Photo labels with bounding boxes

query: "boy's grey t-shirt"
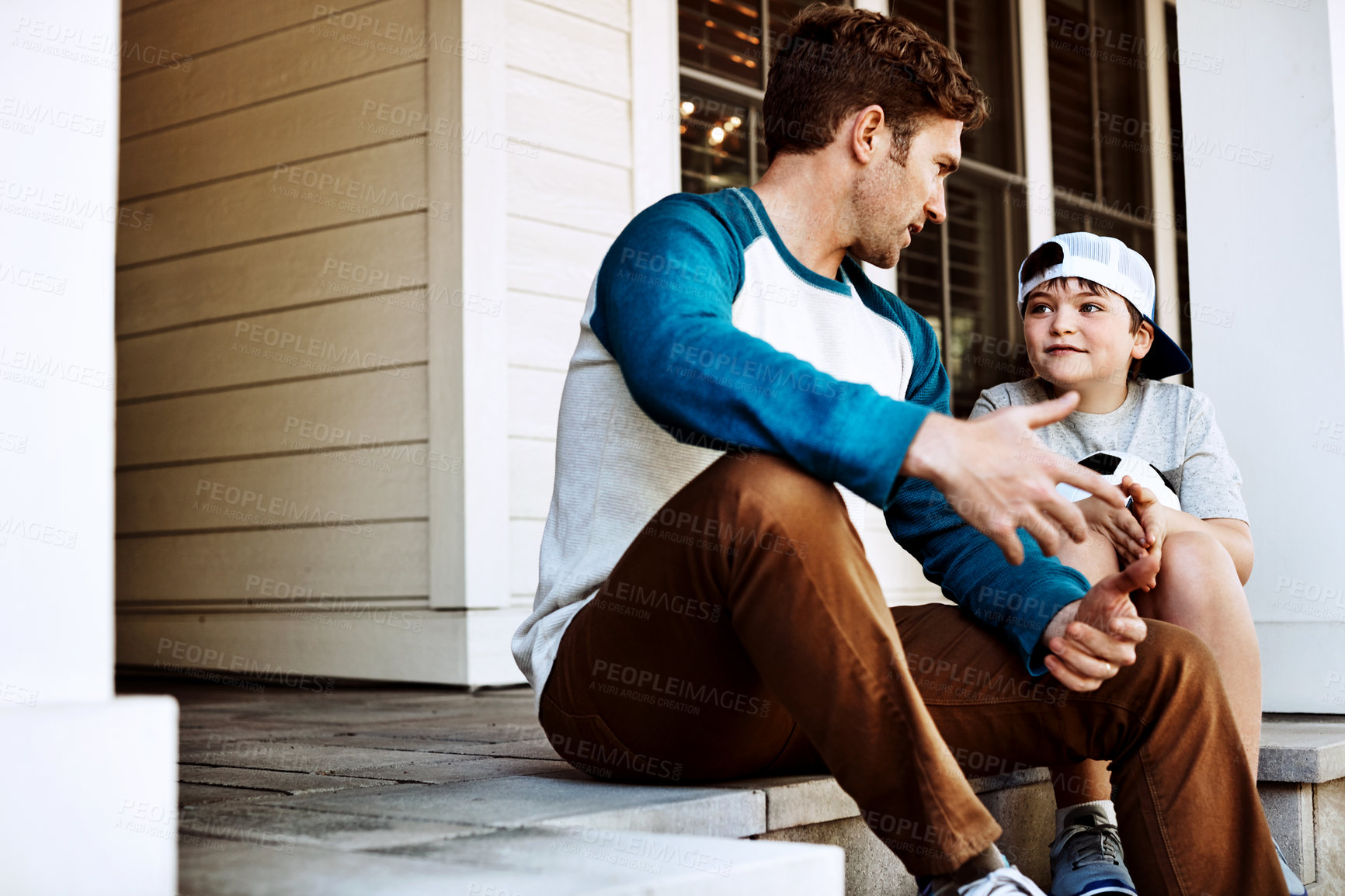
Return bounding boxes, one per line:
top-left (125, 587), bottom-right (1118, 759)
top-left (971, 378), bottom-right (1247, 522)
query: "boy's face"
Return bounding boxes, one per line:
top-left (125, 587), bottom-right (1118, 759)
top-left (1022, 279), bottom-right (1152, 389)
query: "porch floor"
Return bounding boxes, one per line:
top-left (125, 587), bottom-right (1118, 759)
top-left (118, 675), bottom-right (1345, 896)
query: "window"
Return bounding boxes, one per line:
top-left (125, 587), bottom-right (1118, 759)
top-left (1046, 0), bottom-right (1190, 382)
top-left (891, 0), bottom-right (1031, 417)
top-left (678, 0), bottom-right (849, 193)
top-left (679, 0), bottom-right (1189, 415)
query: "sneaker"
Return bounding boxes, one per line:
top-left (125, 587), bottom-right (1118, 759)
top-left (1051, 807), bottom-right (1137, 896)
top-left (1271, 841), bottom-right (1308, 896)
top-left (920, 865), bottom-right (1046, 896)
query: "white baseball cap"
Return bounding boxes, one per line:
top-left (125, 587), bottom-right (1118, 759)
top-left (1018, 231), bottom-right (1190, 380)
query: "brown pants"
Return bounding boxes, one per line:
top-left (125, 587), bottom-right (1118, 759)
top-left (540, 456), bottom-right (1286, 896)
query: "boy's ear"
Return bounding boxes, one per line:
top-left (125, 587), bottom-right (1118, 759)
top-left (1130, 320), bottom-right (1154, 359)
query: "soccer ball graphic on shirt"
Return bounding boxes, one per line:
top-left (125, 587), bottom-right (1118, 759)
top-left (1056, 450), bottom-right (1181, 510)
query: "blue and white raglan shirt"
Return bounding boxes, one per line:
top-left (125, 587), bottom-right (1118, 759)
top-left (513, 189), bottom-right (1088, 700)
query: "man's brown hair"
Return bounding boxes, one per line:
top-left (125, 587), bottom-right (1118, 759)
top-left (763, 2), bottom-right (990, 164)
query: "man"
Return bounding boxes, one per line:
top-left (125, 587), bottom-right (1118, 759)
top-left (514, 7), bottom-right (1284, 896)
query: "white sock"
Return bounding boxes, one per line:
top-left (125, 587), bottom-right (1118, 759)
top-left (1056, 799), bottom-right (1117, 837)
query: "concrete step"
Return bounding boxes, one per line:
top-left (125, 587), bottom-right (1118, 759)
top-left (179, 828), bottom-right (845, 896)
top-left (1256, 713), bottom-right (1345, 896)
top-left (737, 768), bottom-right (1056, 896)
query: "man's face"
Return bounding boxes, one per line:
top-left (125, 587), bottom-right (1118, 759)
top-left (850, 116), bottom-right (961, 268)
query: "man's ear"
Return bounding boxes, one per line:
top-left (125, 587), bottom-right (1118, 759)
top-left (850, 103), bottom-right (891, 165)
top-left (1130, 320), bottom-right (1154, 358)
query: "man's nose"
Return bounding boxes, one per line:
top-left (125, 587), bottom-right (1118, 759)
top-left (926, 182), bottom-right (948, 224)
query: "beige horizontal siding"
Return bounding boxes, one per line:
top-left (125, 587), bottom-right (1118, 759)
top-left (121, 0), bottom-right (333, 77)
top-left (117, 290), bottom-right (426, 400)
top-left (121, 63), bottom-right (425, 203)
top-left (117, 446), bottom-right (427, 534)
top-left (117, 214), bottom-right (425, 334)
top-left (121, 0), bottom-right (428, 137)
top-left (117, 522), bottom-right (429, 604)
top-left (117, 140), bottom-right (427, 265)
top-left (117, 367), bottom-right (429, 467)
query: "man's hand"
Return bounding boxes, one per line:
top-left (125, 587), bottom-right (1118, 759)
top-left (901, 391), bottom-right (1126, 565)
top-left (1121, 476), bottom-right (1167, 591)
top-left (1041, 554), bottom-right (1158, 692)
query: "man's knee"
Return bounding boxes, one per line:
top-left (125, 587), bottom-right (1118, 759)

TASK OBJECTIVE —
Rename "query" to "label" throughout the material above and leave every other line as it is. Omit the pictures from your answer.

OUTPUT FOR THIS TASK —
label: "boy's grey t-shirt"
Return bounding boxes, one per line:
top-left (125, 587), bottom-right (1118, 759)
top-left (971, 378), bottom-right (1247, 522)
label: "boy's face"
Return bounding boxes, one per line:
top-left (125, 587), bottom-right (1118, 759)
top-left (1022, 279), bottom-right (1152, 389)
label: "porch floor"
Return bounding boxes, one per line:
top-left (125, 587), bottom-right (1118, 759)
top-left (118, 675), bottom-right (1345, 896)
label: "window"
Return bounding boxes, one per line:
top-left (125, 587), bottom-right (1118, 759)
top-left (1046, 0), bottom-right (1190, 382)
top-left (891, 0), bottom-right (1031, 417)
top-left (678, 0), bottom-right (849, 193)
top-left (679, 0), bottom-right (1189, 415)
label: "sneaker"
Return bounding boxes, one per line:
top-left (125, 587), bottom-right (1118, 759)
top-left (1051, 807), bottom-right (1137, 896)
top-left (1271, 841), bottom-right (1308, 896)
top-left (920, 865), bottom-right (1046, 896)
label: "white baseball cap"
Return bounding boxes, one per line:
top-left (125, 587), bottom-right (1118, 759)
top-left (1018, 231), bottom-right (1190, 380)
label: "brown pants"
Return bounding boxes, one per line:
top-left (125, 587), bottom-right (1118, 759)
top-left (540, 456), bottom-right (1286, 896)
label: "boy's ear"
Return bounding boxes, one per line:
top-left (125, 587), bottom-right (1118, 759)
top-left (1130, 320), bottom-right (1154, 359)
label: "soccer ball graphic on shirt"
Return bounding boxes, one per line:
top-left (125, 587), bottom-right (1118, 759)
top-left (1056, 450), bottom-right (1181, 510)
label: "blue and white raglan shirt"
Return bounding boxes, one per line:
top-left (125, 587), bottom-right (1118, 759)
top-left (513, 189), bottom-right (1088, 700)
label: "man's brown hair"
Return bounding boxes, one per line:
top-left (125, 587), bottom-right (1118, 759)
top-left (763, 2), bottom-right (990, 164)
label: "man"
Return bounding boxes, one per line:
top-left (125, 587), bottom-right (1118, 759)
top-left (514, 7), bottom-right (1284, 896)
label: "white sock"
Return bounding boxes, one per line:
top-left (125, 587), bottom-right (1118, 759)
top-left (1056, 799), bottom-right (1117, 837)
label: "concrete step"
Return bounding boxes, one per line:
top-left (125, 587), bottom-right (1118, 759)
top-left (179, 828), bottom-right (845, 896)
top-left (1256, 713), bottom-right (1345, 896)
top-left (737, 768), bottom-right (1056, 896)
label: "man's face"
Return bounding boxes, one per line:
top-left (125, 587), bottom-right (1118, 759)
top-left (850, 116), bottom-right (961, 268)
label: "man's ear"
Return bounding boxes, one per line:
top-left (125, 587), bottom-right (1118, 759)
top-left (850, 103), bottom-right (891, 165)
top-left (1130, 320), bottom-right (1154, 358)
label: "man's nose"
Return bounding boxes, one per line:
top-left (125, 587), bottom-right (1118, 759)
top-left (926, 182), bottom-right (948, 224)
label: "beige horizontal siding"
Return bounding boxes, one per line:
top-left (125, 587), bottom-right (1118, 759)
top-left (121, 0), bottom-right (333, 77)
top-left (117, 290), bottom-right (426, 400)
top-left (121, 63), bottom-right (425, 203)
top-left (117, 446), bottom-right (427, 534)
top-left (117, 214), bottom-right (425, 334)
top-left (121, 0), bottom-right (428, 137)
top-left (117, 522), bottom-right (429, 604)
top-left (117, 140), bottom-right (427, 265)
top-left (117, 367), bottom-right (429, 467)
label: "man's hand"
Return bounding boxes, one per line:
top-left (125, 587), bottom-right (1118, 759)
top-left (901, 391), bottom-right (1126, 565)
top-left (1121, 476), bottom-right (1167, 591)
top-left (1041, 554), bottom-right (1158, 692)
label: "man's knee"
Return bounding boxes, one per line:
top-left (125, 587), bottom-right (1118, 759)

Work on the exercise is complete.